> TASK REQUIREMENTS:
Could you transcribe every record below exactly as it stands?

MATERIAL FOR THIS EXERCISE section start

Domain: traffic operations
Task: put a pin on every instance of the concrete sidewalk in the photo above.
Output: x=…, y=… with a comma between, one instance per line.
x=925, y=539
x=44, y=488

MATERIAL FOR THIS EXERCISE section end

> ANSWER FOR THE TASK:
Domain: traffic operations
Task: put a pin on every instance of the concrete sidewalk in the photo above.
Output: x=…, y=… with a comma between, one instance per line.
x=925, y=539
x=44, y=488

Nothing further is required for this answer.